● TO BE DONE: Write out every one of the items below word for word, without changing any line.

══════

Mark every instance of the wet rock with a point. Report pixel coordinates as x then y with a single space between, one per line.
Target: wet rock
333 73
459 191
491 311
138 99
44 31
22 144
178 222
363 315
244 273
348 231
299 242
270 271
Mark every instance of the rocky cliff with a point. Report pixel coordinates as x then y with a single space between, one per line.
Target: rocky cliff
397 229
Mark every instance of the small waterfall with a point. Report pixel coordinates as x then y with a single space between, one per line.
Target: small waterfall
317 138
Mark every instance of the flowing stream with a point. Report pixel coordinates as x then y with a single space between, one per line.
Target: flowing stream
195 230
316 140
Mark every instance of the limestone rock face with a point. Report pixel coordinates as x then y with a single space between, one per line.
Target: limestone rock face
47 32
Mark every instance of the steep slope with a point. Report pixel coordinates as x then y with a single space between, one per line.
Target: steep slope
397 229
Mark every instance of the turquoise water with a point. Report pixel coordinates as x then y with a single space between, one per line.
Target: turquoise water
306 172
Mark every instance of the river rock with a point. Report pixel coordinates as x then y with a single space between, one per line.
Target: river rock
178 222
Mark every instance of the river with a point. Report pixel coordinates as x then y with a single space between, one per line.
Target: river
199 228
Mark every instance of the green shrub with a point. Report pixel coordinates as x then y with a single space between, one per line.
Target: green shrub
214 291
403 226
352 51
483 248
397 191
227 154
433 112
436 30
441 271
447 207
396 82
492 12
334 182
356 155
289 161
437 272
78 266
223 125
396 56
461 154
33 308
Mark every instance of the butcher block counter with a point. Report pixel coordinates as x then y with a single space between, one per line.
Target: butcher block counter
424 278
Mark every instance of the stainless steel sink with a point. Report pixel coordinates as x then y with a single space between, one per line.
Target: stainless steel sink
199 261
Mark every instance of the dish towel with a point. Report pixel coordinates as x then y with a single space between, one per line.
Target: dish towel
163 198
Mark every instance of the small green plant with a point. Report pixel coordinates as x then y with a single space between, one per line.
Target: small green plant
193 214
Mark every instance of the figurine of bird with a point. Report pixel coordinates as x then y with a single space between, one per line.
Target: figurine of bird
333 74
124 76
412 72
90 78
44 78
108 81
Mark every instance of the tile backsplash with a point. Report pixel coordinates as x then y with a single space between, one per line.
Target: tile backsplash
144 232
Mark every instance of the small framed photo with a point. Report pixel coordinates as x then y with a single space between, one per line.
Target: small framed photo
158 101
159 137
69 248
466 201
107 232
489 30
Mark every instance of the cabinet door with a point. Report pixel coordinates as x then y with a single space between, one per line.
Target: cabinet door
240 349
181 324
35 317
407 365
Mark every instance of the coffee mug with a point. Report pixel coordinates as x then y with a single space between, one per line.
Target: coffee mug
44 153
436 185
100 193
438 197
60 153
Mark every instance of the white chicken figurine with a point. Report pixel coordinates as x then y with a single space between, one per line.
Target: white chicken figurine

══════

● SOLVED EXERCISE:
Mark every instance of the wet rock with a point. Report pixel coordinates as x then y with a single space between, one per line.
Target: wet rock
333 73
459 191
491 311
138 99
44 31
22 144
178 222
363 315
244 273
348 231
299 242
270 271
Mark every instance of the rocky cliff with a point. Report pixel coordinates as x then y with a single space between, one per line.
Target: rocky cliff
397 229
Mark every instance of the small waterfall with a point. Report pixel coordinates as x then y with a single space between, one per line.
Target: small waterfall
317 138
Mark every instance of the flowing stream with a point. Report pixel coordinates as x then y with a single space between, one per line.
Target: flowing stream
195 230
316 140
Mark every instance of the limestone rock face with a point. Report pixel coordinates as x then y with a single space between, one per line.
Target: limestone rock face
47 32
Mark every instance of the steep slope with a point. Report pixel coordinates as x then y with a single space between, one per line.
Target: steep slope
397 229
Mark every instance of the turquoise water with a point. Report pixel coordinates as x then y with a single space between, one per line.
Target: turquoise water
306 172
Mark every instance of the river rock with a point. Report pixel coordinates as x then y with a single space between, one per line.
Target: river rock
178 222
Mark every instance of the river with a point. Report pixel coordinates as x then y with a single space between, one per line.
Target: river
199 228
Mark every instance of the green shrub with a point. Report pixel coordinates as x then y with a single space between, one per line.
Target: green shrub
214 291
403 226
352 51
483 248
397 191
227 154
433 112
436 30
441 271
447 207
396 82
492 12
334 182
356 155
289 161
437 272
78 266
223 125
396 56
461 154
33 308
Mark every instance of the butcher block counter with a point. Report pixel coordinates as x then y with a single space between, one per line.
Target: butcher block counter
424 278
Mark every instance of the stainless steel sink with a point. Report pixel coordinates as x then y with a single space between, one per line.
Target: stainless steel sink
199 261
Mark every instance of the dish towel with a point. Report pixel coordinates as x then y with a single space between, one per line.
Target: dish towel
163 198
Mark every instance of the small green plant with a point. Report pixel coordinates as x then y with a single space between, one per line.
Target: small green plant
193 214
Mark every instance of the figurine of bird with a point. Report pixel coordinates as x then y with a single space between, one per line.
Target: figurine of bird
333 74
124 76
412 72
90 78
44 78
108 81
Mark every instance of the tile backsplash with a point. Report pixel coordinates as x then y with a single space between, one per line.
Target: tile backsplash
144 232
Mark every instance of the small framed photo with a point. Report pixel coordinates as x then y with a single space between, one per line.
Target: small framed photo
158 101
159 137
69 248
466 201
107 232
489 30
Mark every instance of the cabinet door with a point. Report pixel coordinates as x then y with a single space between, one per line.
Target: cabinet door
240 349
181 324
35 317
407 365
Mark every instance of the coffee mug with a point. Report pixel coordinates as x then y with a single space between, one per line.
Target: coffee mug
44 153
436 185
100 193
438 197
60 153
Mark every instance of the white chicken figurine with a point. Report pixel coordinates as x then y with a single space between, one per line.
Target: white chicken figurine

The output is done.